§ Blocco di testo

····················

Nell’enorme bacino d’acqua africano qualcosa sta cambiando tra i parassiti dei pesci. Si sospetta lo spillover.
Lo studio della 36enne Tiziana Gobbin finisce su un’importante rivista scientifica. L’intervento dell’uomo è stato decisivo? Il tema è di stretta attualità considerando la pandemia in corso.
LUGANO - Fino a inizio 2020 il termine spillover ci diceva poco o nulla. Con le ipotesi sull’origine del Covid-19, però, tutti hanno capito cosa significa il “salto di specie”. E soprattutto quali possono essere le conseguenze. Ne è consapevole la ricercatrice luganese Tiziana Gobbin, 36 anni, protagonista di un singolare studio con i pesci del lago Vittoria, il più grande lago del continente africano che bagna Tanzania, Uganda e Kenya. «Vermi parassiti che in passato infettavano una sola specie di pesci – sottolinea – adesso possono infettare altri pesci».
Una ricerca da copertina – La ricerca di Tiziana, che ha svolto il suo dottorato tra Berna e Groningen, in Olanda, è finita anche sulla copertina di un'importante rivista scientifica sull’evoluzione. «Quattro dei vermi parassiti che ho trovato nei pesci appartengono a nuove specie, per cui ho potuto descriverli e dar loro un nome».

····················

§ Consegna
Trasforma in un elenco puntato il paragrafo del testo che comincia con «LUGANO - Fino a inizio 2020», mantenendone i fatti principali.

····················

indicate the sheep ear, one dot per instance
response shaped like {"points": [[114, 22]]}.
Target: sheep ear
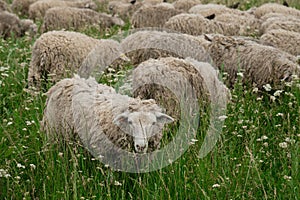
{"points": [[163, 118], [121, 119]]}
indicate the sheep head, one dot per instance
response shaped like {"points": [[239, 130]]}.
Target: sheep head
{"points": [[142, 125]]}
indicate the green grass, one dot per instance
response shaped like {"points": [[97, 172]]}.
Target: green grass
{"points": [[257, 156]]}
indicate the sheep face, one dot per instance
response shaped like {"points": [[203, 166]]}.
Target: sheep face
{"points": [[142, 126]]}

····················

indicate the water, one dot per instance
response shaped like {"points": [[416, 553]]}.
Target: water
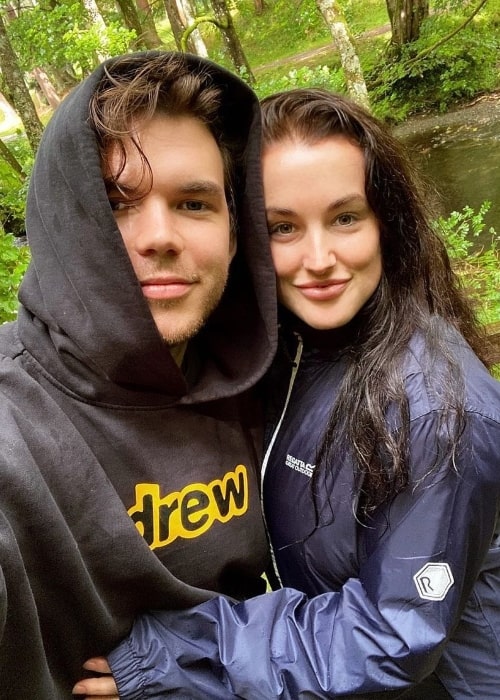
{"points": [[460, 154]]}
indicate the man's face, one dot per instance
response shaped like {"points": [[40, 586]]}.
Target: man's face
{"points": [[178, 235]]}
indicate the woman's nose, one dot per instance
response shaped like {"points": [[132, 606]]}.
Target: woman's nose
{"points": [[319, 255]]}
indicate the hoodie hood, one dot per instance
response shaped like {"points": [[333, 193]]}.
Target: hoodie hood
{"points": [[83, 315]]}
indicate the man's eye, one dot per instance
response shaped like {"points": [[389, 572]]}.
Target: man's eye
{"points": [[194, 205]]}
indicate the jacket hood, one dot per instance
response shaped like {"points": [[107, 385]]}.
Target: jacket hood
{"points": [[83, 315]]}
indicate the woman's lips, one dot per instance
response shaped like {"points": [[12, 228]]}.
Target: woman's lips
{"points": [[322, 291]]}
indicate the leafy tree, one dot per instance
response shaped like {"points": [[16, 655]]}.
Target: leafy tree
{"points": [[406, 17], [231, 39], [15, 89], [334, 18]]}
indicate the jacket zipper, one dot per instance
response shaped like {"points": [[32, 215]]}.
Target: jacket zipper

····················

§ Soluzione proposta
- Fino all'inizio del 2020 il termine spillover era poco conosciuto.
- Con le ipotesi sull'origine del Covid-19 tutti hanno capito che cosa significa "salto di specie" e quali conseguenze può avere.
- Ne è consapevole la ricercatrice luganese Tiziana Gobbin, 36 anni, protagonista di uno studio sui pesci del lago Vittoria.
- Il lago Vittoria è il più grande lago dell'Africa e bagna Tanzania, Uganda e Kenya.
- Secondo Gobbin, vermi parassiti che in passato infettavano una sola specie di pesci ora possono infettarne altre.